◆ **What to do**: Rewrite these lines, substituting "dark sunglasses" for "black sunglasses" and leaving everything else unchanged.

◆ **Data provided**:
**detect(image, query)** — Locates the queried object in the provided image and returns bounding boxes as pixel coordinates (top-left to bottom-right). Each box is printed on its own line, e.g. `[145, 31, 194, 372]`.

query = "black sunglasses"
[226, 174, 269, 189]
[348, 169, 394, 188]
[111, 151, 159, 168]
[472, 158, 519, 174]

◆ **Response for this exercise**:
**detect(image, query)** — Locates the queried object in the provided image and returns bounding boxes as pixel coordinates (top-left to bottom-right). Each box is printed on its own line, e.g. `[145, 31, 194, 372]`.

query = "dark sunglasses"
[226, 174, 269, 189]
[348, 169, 394, 188]
[111, 151, 159, 168]
[472, 158, 519, 174]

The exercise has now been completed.